→ **Work to complete**: Your task is to copy the listing exactly. Drop any pictures from the copy.

*** Stored records

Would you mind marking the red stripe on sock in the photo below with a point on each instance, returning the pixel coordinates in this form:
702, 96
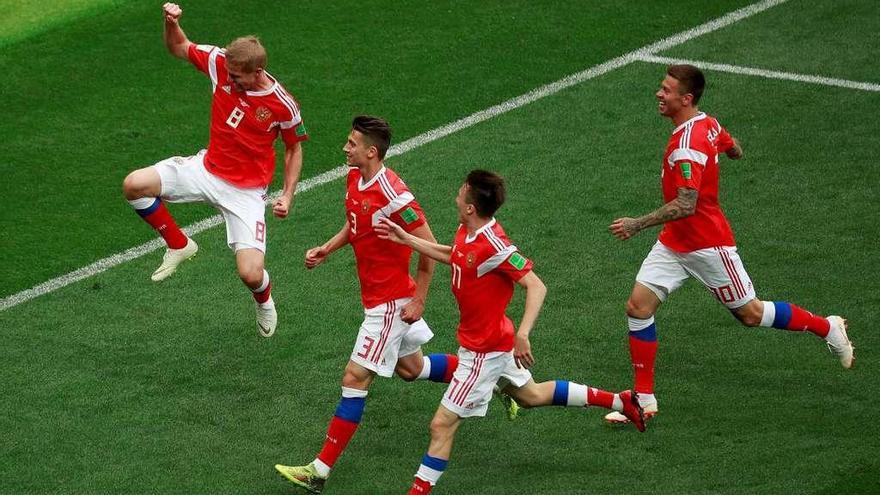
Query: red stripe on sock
162, 221
802, 319
420, 487
262, 297
339, 433
642, 354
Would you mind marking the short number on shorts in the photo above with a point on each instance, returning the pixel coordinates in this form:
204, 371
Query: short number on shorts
368, 345
353, 223
456, 276
723, 294
235, 118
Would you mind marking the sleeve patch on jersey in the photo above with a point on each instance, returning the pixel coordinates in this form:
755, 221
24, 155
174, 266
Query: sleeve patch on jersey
517, 260
686, 170
409, 215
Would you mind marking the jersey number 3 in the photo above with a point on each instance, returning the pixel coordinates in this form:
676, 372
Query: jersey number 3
235, 118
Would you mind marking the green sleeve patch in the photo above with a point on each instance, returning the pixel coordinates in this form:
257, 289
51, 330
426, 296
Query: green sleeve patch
686, 170
517, 260
409, 215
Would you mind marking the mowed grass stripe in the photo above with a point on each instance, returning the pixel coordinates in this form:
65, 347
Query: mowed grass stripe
769, 74
433, 135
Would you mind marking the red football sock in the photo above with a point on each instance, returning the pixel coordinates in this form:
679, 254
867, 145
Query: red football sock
598, 397
642, 354
420, 487
161, 220
802, 319
339, 433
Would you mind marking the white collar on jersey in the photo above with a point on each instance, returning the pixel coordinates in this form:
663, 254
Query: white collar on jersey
364, 185
471, 238
699, 116
265, 91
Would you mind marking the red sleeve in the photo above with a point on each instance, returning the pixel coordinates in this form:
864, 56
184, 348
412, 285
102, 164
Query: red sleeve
293, 130
516, 266
410, 217
199, 56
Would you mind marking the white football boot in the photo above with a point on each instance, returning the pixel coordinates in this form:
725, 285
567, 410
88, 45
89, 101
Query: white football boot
267, 318
173, 258
838, 342
649, 410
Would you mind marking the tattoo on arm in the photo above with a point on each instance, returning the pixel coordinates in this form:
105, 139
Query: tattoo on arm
682, 206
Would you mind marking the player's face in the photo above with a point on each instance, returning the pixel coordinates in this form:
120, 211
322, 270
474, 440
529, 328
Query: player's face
357, 150
670, 101
241, 80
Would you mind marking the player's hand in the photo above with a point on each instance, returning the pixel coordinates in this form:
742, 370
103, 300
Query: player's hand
316, 256
522, 352
412, 311
281, 206
390, 231
172, 12
624, 228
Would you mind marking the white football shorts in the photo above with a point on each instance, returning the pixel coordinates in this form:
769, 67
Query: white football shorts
185, 180
470, 390
384, 338
719, 269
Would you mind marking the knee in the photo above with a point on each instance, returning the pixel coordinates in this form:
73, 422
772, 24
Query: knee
130, 187
637, 309
406, 374
527, 400
751, 314
439, 428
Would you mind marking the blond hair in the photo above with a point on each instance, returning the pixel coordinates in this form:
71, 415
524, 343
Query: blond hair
246, 53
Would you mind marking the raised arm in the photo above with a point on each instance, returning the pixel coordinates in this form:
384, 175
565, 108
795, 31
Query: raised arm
684, 205
175, 38
393, 232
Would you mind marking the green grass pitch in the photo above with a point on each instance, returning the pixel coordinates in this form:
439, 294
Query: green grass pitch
114, 384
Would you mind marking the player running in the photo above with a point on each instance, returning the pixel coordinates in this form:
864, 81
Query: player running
696, 240
393, 330
249, 110
485, 266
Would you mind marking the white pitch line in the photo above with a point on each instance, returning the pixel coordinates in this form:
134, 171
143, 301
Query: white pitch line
410, 144
770, 74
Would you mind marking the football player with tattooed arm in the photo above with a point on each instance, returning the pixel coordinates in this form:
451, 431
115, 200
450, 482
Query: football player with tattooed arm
697, 241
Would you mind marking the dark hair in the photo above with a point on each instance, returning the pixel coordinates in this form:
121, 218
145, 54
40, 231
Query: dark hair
485, 192
690, 79
376, 130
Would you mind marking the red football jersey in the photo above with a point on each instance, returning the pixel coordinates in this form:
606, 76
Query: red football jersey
244, 125
484, 268
383, 266
691, 160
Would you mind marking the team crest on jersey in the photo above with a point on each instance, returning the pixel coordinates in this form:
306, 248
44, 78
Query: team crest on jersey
263, 114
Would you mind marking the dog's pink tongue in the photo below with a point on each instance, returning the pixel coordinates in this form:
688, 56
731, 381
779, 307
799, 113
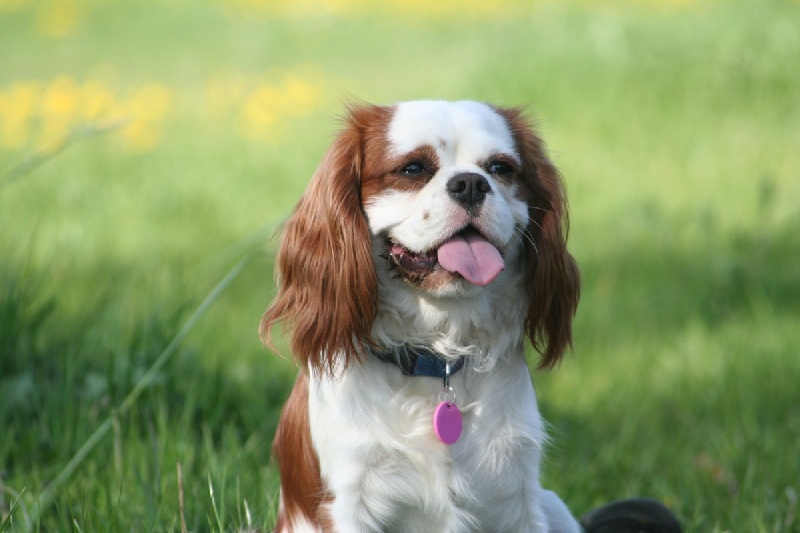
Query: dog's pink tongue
472, 256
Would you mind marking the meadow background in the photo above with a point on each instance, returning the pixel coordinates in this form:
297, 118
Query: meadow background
148, 146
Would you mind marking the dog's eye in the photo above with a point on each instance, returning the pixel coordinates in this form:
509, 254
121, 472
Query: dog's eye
414, 169
499, 168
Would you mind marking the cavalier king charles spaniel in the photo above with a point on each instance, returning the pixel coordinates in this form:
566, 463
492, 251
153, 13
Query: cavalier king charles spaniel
430, 243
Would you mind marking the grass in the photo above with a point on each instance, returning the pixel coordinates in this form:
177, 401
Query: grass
674, 123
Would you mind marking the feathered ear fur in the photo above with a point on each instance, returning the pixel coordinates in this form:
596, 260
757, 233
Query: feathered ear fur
553, 279
328, 285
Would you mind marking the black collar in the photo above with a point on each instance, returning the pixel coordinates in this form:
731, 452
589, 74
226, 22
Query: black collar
418, 361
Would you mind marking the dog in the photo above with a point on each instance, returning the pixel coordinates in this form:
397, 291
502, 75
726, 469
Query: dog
428, 246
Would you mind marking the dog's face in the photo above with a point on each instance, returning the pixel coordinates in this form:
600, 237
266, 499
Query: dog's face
443, 200
447, 206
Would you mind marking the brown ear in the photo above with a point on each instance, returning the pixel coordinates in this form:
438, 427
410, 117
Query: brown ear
328, 285
553, 279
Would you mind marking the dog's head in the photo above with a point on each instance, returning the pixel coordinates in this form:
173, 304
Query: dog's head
441, 202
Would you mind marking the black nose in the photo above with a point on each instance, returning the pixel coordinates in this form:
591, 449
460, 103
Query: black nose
468, 189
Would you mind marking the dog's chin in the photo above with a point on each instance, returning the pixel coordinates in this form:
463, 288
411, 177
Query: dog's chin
423, 270
420, 269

******

→ **The output**:
Would you mind marking the red stripe on sock in the photo below with a point on each instance, returning the pixel coordinates in this form:
702, 96
Query: red stripe on sock
162, 221
802, 319
420, 487
262, 297
339, 433
642, 354
Would you mind marking the short number on shorts in the photo above with a point on each instance, returning the pixel coordinates in this form:
204, 371
Query: short number on shorts
368, 345
353, 223
456, 276
723, 294
235, 118
Would you mind marking the sleeve patch on jersey in the photo above with a point on each instance, returning the pixel coordinates in this form:
755, 221
24, 155
174, 266
Query: sleeve patch on jersey
517, 260
686, 170
409, 215
Would you mind marking the jersey number 3 in the photo above with a point on each instance, returning the pixel coordinates in this form:
676, 372
Query: jersey number 3
235, 118
Would you mind marking the green sleeve patch in the photo above with a point on each instance, returning the pixel coordinates in this form:
257, 289
51, 330
426, 296
Query: green sleeve patch
686, 170
517, 260
409, 215
Would you mind marking the mowed grass stripe in the photo above with a point on each instance, returning the pixel coordinates in this form:
65, 347
Query: mowed grass stripe
769, 74
433, 135
Would you mind marking the red football sock in the photo above with a point on each instance, returning the pixel coordinates in this form:
679, 254
867, 145
Query: red football sock
598, 397
642, 354
420, 487
161, 220
802, 319
339, 433
Would you mind marking the white collar on jersey in the photo above with a point on each instance, returning the pixel coordinates in this form:
663, 254
Query: white collar on jersey
364, 185
471, 238
699, 116
265, 91
Would you mind marking the red sleeve in the photo above with a point on each instance, returning the pixel coordinates in this form:
864, 56
184, 348
412, 285
102, 164
Query: red sleeve
293, 130
516, 266
410, 217
199, 56
Would you mind marking the white football boot in the photo above with a point on each instance, returning the pixel coordinates in this form:
725, 285
567, 410
88, 45
89, 101
Query: white football boot
267, 318
173, 258
838, 342
649, 410
Would you mind marking the tattoo on arm in the photo above with a point on each instance, returning the pixel coordinates in this form:
105, 139
Query: tattoo on arm
682, 206
Would you mind marking the player's face in the photo above with a point on each instance, returning the pixel coordinates in this form:
120, 211
322, 270
474, 440
529, 328
Query: player's face
357, 150
670, 101
241, 80
Would you mind marking the player's hand in the photo above with a point on each instance, returning the pixel coordinates in this form:
742, 370
103, 300
Query: player's hand
316, 256
522, 352
412, 311
281, 206
390, 231
172, 12
624, 228
Would you mind marking the white football shorts in the photo above with a point on each instance, returning the pixel coordinates in this form:
769, 67
Query: white football shorts
185, 180
470, 390
384, 338
719, 269
Would you mind marking the knee in the photo above with a point on each instance, returning the pixel coordinates in this form:
73, 422
772, 24
Query: knee
130, 187
637, 309
406, 374
527, 400
751, 314
439, 428
Would you mind marking the blond hair in the photo above with a point on each instance, returning the pixel coordinates in this form:
71, 415
524, 343
Query: blond hair
246, 53
Would you mind marking the raised arm in the photo above with a point on each instance, returning the pixel coordinates in this form:
384, 175
565, 108
795, 31
Query: raised arm
684, 205
175, 38
393, 232
Would you mind marking the green grass pitch in the photo above with a point on each instance, returning the pixel coordinates in this form:
439, 294
Query: green grass pitch
114, 384
Would you mind marking the player running in the photo above with a point on each instance, returning the pixel coordinates in this form:
864, 81
Query: player running
696, 240
393, 330
249, 110
485, 266
Would you mind marking the white pitch line in the photo above with a point on each instance, returning the pixel coordinates in this form:
134, 171
143, 301
Query: white pitch line
410, 144
770, 74
Would you mind marking the football player with tattooed arm in the photo above with a point on each instance, returning the pixel coordinates in this form:
451, 431
115, 200
450, 482
Query: football player with tattooed arm
697, 241
Would you mind marking the dark hair in the photo above with a point on each instance, returning the pixel coordinates in this form:
121, 218
145, 54
40, 231
Query: dark hair
485, 192
690, 79
376, 130
Would you mind marking the red football jersey in the photo above with a point on each instance, returning the pixel coordinates in this form:
606, 76
Query: red football jersey
244, 125
484, 268
383, 266
691, 160
Would you mind marking the team crest on jersey in the photo above with a point on each instance, returning the pixel coordinates in this form:
306, 248
44, 78
Query: team crest on jersey
263, 114
Would you mind marking the dog's pink tongue in the photo below with a point on each instance, returning the pixel coordinates in this form:
688, 56
731, 381
779, 307
799, 113
Query: dog's pink tongue
472, 256
Would you mind marking the meadow background in the photo above with a point on each instance, returning the pixel coordinates in this form:
297, 118
Query: meadow background
148, 146
Would you mind marking the dog's eye in the photo above with a point on each instance, returning the pixel coordinates in this form:
509, 254
121, 472
Query: dog's eye
414, 169
499, 168
Would you mind marking the cavalier king charles spaniel in the photo above with a point on each instance, returning the pixel coordinates in this form:
566, 463
492, 251
153, 13
Query: cavalier king charles spaniel
430, 243
Would you mind marking the grass in the photo above with a point on each instance, returning the pixel coordinates in this form:
177, 401
Query: grass
674, 123
Would you mind marking the feathered ear fur in the photo above with a point on each instance, returning the pixel coordinates in this form:
596, 260
757, 233
Query: feathered ear fur
553, 279
328, 285
Would you mind marking the black collar in the photo above with a point on each instance, returning the pixel coordinates in this form:
731, 452
589, 74
226, 22
Query: black collar
418, 361
Would you mind marking the dog in the photo above with a point on each instance, returning the pixel coordinates in this form:
397, 291
502, 75
726, 469
Query: dog
428, 246
Would you mind marking the dog's face in the photo above with a point on each instance, returning the pixel coordinates in this form:
600, 237
266, 499
Query: dog's face
443, 200
447, 206
Would you mind marking the brown ear in the photo above with a point on each instance, returning the pixel coordinates in this form:
438, 427
410, 117
Query: brown ear
328, 285
553, 279
Would you mind marking the dog's head in the photo above with a point on each instance, returning the pixel coordinates in this form:
173, 304
Query: dog's head
441, 202
Would you mind marking the black nose in the photo above with a point on each instance, returning the pixel coordinates in this form:
591, 449
460, 103
Query: black nose
468, 189
Would you mind marking the dog's chin in the photo above with a point on each instance, returning the pixel coordinates in this form:
463, 288
411, 177
Query: dog's chin
423, 270
420, 269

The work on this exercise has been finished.